- _Given request 1_:
In the wallboard description, what other groove shapes may be formed besides the V-shaped one shown in FIG. 2?
- _Given request 2_:
List every typical manufactured wallboard thickness that the wallboard description gives.

- _Text segment_:

FIG. 6B is a horizontal cross-sectional view of two adjacent wallboards with the joint strip of the present invention adhered to the groove formed in the joint therebetween and covered with a wall covering on the installation site to form a monolithic appearing wall.
Referring now more specifically to the drawings, FIG. 1 shows a perspective view of a preferred embodiment of the monolithic appearing wall indicated generally at 10. With specific reference now to FIG. 2 of the drawings, it can be seen that wallboard panels 11 with a formed edge 12 are nailed in adjacent positions to stud 20 with nails 22. The wallboard 11 may be comprised of gypsum, fiberglass, plywood, fiberboard, particleboard, laminated cellulose sheets, epsom board, plastic, ceramic, or any combination of the above. It should be noted that the wallboards can be of any size and thickness. Typically manufactured sizes are 4'×8', 4'×10', 4'×12', 2'×8', 2'×10', 2'×12' and thicknesses of 5/16", 3/8", 1/2", 5/8", 3/4", and 1". It should be understood that these dimensions of length, width, and thickness do not serve as a limitation upon the claimed invention. The determination of the relationship of the wallboard panels 11 to each other will depend upon the size and shape of joint strip 30, shown in FIG. 3. Although wallboard panels 11 are depicted as nailed to a wooden stud, it is contemplated that wallboard panels 11 of varying lengths, widths, and thicknesses may be nailed, screwed, stapled, glued, foamed or otherwise secured into place on metal, wood, fiberglass or plastic wall studs by centering the joint formed between adjacent panels 11 over a stud. In fact, if desired, two foot wide boards may be combined into a "sandwich" type construction using gypsum spacers to create a wall unit that does not require studs for support.
Continuing to refer to FIG. 2, when wallboard panels 11 have been nailed to stud 20 in adjacent relationship, a groove G must be formed within the joint of the wallboard either by using preformed wallboards or by cutting the groove. Preformed edges may be produced by cutting the ends of square edged wallboard prior to installation or they may be formed during manufacturing of the wallboard panel. Although a V-shaped groove is shown in FIG. 2, a U-shaped or modified rectangular groove may also be formed. By preforming the edges, any irregularities in the thickness in square edge outside edges will be removed such that a desirable straight vertical joint is formed upon wallboard assembly.

- _Rows from a dataset_:

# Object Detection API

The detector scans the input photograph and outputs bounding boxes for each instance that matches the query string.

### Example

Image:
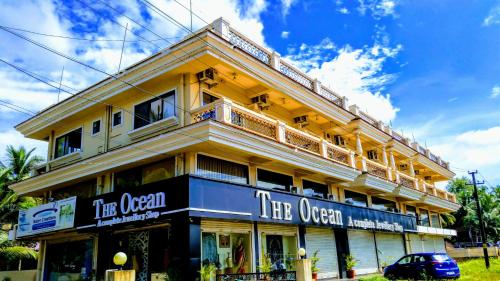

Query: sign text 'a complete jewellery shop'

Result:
[78,175,416,232]
[17,197,76,237]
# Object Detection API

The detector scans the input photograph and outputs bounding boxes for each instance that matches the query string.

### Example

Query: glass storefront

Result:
[43,240,94,281]
[201,232,252,273]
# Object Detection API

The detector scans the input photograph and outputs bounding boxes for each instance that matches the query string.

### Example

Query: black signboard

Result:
[77,175,416,232]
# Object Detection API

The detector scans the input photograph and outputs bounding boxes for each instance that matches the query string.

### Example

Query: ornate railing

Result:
[366,159,387,179]
[285,127,320,153]
[280,61,313,90]
[229,29,271,65]
[216,271,297,281]
[231,105,276,139]
[319,86,344,107]
[398,172,415,189]
[326,144,350,165]
[359,110,378,126]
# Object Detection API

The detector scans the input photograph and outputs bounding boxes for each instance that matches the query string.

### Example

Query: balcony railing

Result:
[366,159,388,180]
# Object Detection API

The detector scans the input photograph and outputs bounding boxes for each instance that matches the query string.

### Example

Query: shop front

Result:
[19,175,416,281]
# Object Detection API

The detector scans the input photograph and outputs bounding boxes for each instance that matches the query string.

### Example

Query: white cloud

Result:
[429,126,500,184]
[490,85,500,99]
[483,6,500,26]
[281,0,297,18]
[358,0,397,19]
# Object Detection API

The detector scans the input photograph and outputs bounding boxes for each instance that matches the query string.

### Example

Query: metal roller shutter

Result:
[375,233,405,266]
[423,235,435,253]
[347,230,378,274]
[409,234,424,253]
[306,227,339,279]
[201,220,253,233]
[258,224,297,236]
[434,236,446,253]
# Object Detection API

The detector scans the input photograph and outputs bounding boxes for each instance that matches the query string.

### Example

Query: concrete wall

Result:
[0,270,36,281]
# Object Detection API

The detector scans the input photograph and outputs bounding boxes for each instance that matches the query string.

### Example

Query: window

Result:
[196,154,248,184]
[257,169,293,191]
[134,91,175,129]
[372,197,397,212]
[302,180,328,199]
[114,158,175,190]
[344,190,368,207]
[406,205,417,217]
[113,111,123,127]
[92,120,101,136]
[420,209,431,226]
[55,128,82,158]
[431,213,441,227]
[202,92,219,105]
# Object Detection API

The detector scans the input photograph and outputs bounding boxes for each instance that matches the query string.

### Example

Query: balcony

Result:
[191,99,356,168]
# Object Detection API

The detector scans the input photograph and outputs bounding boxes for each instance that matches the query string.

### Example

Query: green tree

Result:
[447,177,500,241]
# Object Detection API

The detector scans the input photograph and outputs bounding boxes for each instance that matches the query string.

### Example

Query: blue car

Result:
[384,253,460,280]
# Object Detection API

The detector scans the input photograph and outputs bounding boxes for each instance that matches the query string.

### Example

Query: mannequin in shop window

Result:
[233,237,245,273]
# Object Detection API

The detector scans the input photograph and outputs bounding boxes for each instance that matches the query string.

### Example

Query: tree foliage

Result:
[447,177,500,242]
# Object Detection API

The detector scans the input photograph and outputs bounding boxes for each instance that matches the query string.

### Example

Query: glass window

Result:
[52,179,97,200]
[257,169,293,191]
[344,190,368,207]
[55,128,82,158]
[114,157,175,190]
[44,240,93,281]
[134,91,175,129]
[397,256,412,264]
[201,232,252,273]
[113,111,122,127]
[372,197,397,212]
[202,92,219,105]
[419,209,431,226]
[196,154,248,184]
[302,180,328,199]
[431,213,441,228]
[92,120,101,135]
[406,205,417,217]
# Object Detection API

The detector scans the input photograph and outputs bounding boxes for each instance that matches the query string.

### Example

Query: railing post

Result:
[215,98,233,124]
[271,51,281,71]
[212,17,230,41]
[276,120,286,143]
[319,139,328,158]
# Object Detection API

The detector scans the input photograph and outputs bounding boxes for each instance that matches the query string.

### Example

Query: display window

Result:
[201,232,252,274]
[261,233,297,271]
[43,240,94,281]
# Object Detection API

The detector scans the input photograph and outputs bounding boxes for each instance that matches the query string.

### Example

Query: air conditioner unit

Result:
[366,150,378,160]
[196,68,217,85]
[293,115,309,127]
[328,194,337,201]
[333,135,345,146]
[252,94,271,110]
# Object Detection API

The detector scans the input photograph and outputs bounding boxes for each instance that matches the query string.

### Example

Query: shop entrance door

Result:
[266,235,283,264]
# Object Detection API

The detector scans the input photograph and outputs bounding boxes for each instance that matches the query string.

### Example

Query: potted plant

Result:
[345,255,358,279]
[199,263,217,281]
[311,250,319,280]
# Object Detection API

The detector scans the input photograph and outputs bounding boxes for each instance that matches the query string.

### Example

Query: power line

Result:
[0,25,182,43]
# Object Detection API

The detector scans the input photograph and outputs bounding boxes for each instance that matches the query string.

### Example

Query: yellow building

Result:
[10,19,459,281]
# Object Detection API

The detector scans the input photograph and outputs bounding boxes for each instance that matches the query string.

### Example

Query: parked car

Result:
[384,253,460,280]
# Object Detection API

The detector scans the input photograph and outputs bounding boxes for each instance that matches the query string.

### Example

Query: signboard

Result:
[77,175,416,232]
[17,196,76,237]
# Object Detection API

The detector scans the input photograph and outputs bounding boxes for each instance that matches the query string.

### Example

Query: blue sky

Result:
[0,0,500,184]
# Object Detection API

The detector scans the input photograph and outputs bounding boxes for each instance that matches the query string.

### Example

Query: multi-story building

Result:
[10,19,459,281]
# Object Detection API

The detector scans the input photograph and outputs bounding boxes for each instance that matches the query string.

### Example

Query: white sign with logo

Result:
[17,196,76,237]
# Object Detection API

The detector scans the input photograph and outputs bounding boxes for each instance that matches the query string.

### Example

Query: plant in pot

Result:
[311,250,319,280]
[199,263,217,281]
[345,255,358,279]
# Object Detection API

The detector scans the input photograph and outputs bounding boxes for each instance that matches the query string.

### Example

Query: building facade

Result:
[10,19,459,281]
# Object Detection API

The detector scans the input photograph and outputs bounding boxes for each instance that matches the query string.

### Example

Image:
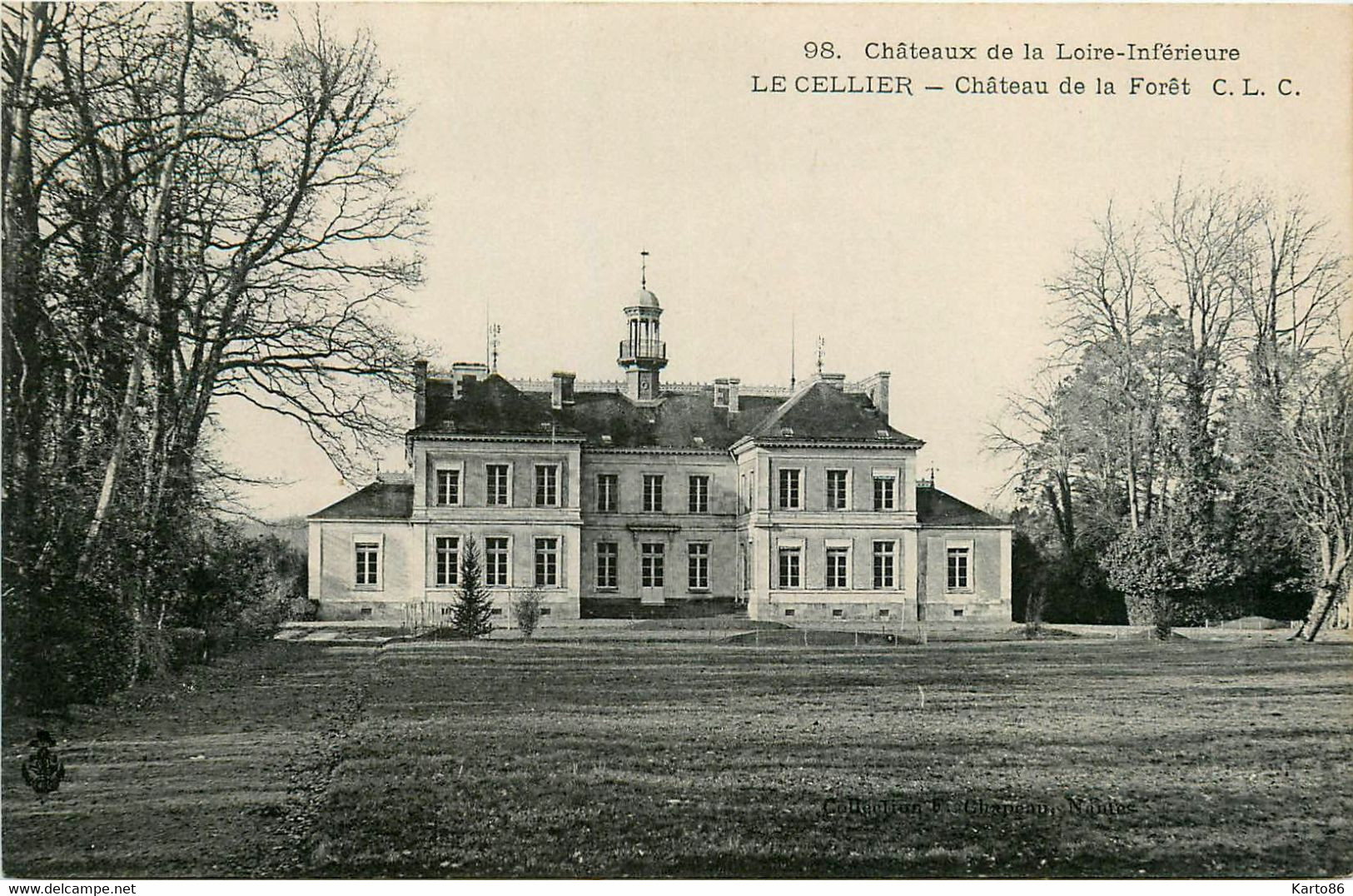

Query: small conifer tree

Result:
[450,537,494,638]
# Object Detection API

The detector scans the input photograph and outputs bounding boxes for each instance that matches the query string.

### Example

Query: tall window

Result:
[353,541,381,586]
[827,470,848,510]
[536,539,559,587]
[485,537,510,587]
[485,463,510,505]
[686,543,709,591]
[827,548,850,587]
[437,470,460,506]
[435,536,460,587]
[874,474,897,510]
[690,476,709,513]
[948,547,972,591]
[874,541,897,589]
[639,541,663,587]
[644,472,663,513]
[536,465,559,508]
[779,470,803,510]
[597,541,619,587]
[597,472,619,513]
[779,548,803,587]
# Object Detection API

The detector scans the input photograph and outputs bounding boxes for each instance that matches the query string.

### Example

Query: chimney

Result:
[550,371,578,410]
[414,357,428,428]
[866,371,892,424]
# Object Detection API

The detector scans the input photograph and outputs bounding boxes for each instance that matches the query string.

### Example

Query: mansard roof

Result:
[751,381,924,448]
[916,485,1008,526]
[310,476,414,520]
[411,374,922,450]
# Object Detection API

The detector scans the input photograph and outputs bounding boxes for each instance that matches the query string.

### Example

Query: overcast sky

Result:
[219,4,1353,515]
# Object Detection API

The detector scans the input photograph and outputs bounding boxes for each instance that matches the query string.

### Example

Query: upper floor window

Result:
[353,541,381,587]
[435,536,460,587]
[597,541,619,587]
[779,470,803,510]
[779,548,803,587]
[944,544,972,591]
[874,541,897,589]
[597,472,619,513]
[827,470,850,510]
[536,465,559,508]
[485,463,511,506]
[690,476,709,513]
[644,472,663,513]
[874,472,897,510]
[485,537,511,587]
[437,468,460,506]
[827,548,850,587]
[686,541,709,591]
[536,539,559,587]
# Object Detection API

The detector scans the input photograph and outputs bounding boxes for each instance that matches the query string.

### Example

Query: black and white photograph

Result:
[0,0,1353,882]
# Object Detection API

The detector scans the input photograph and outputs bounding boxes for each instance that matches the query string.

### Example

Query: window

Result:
[948,545,972,591]
[779,470,803,510]
[874,541,897,589]
[536,539,559,587]
[639,543,663,587]
[874,472,897,510]
[827,470,850,510]
[485,537,511,587]
[536,465,559,508]
[686,544,709,591]
[827,548,850,587]
[597,472,619,513]
[485,463,511,505]
[435,536,460,587]
[353,541,381,587]
[644,472,663,513]
[690,476,709,513]
[437,470,460,506]
[779,548,803,587]
[597,541,619,587]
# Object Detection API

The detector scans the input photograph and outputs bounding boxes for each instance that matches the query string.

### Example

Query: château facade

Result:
[309,277,1012,627]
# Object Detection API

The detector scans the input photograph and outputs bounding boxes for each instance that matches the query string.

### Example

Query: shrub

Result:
[511,587,545,638]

- _Complete output 1_:
A U-shaped or modified rectangular groove.

- _Complete output 2_:
5/16", 3/8", 1/2", 5/8", 3/4", 1"